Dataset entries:
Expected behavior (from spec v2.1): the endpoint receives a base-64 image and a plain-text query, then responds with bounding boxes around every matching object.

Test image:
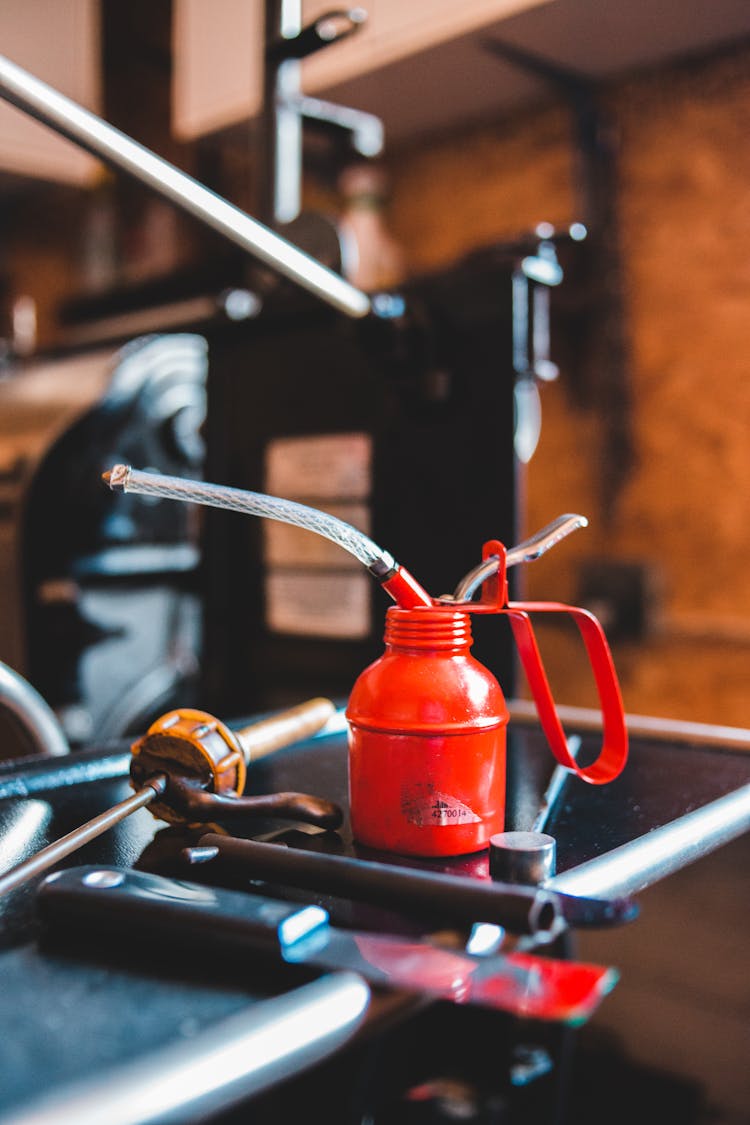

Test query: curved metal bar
[3,972,370,1125]
[0,664,70,757]
[544,785,750,897]
[0,56,371,317]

# Task instructions:
How many of the lines above contain the word "image"? Reply with the number alone.

# The response:
2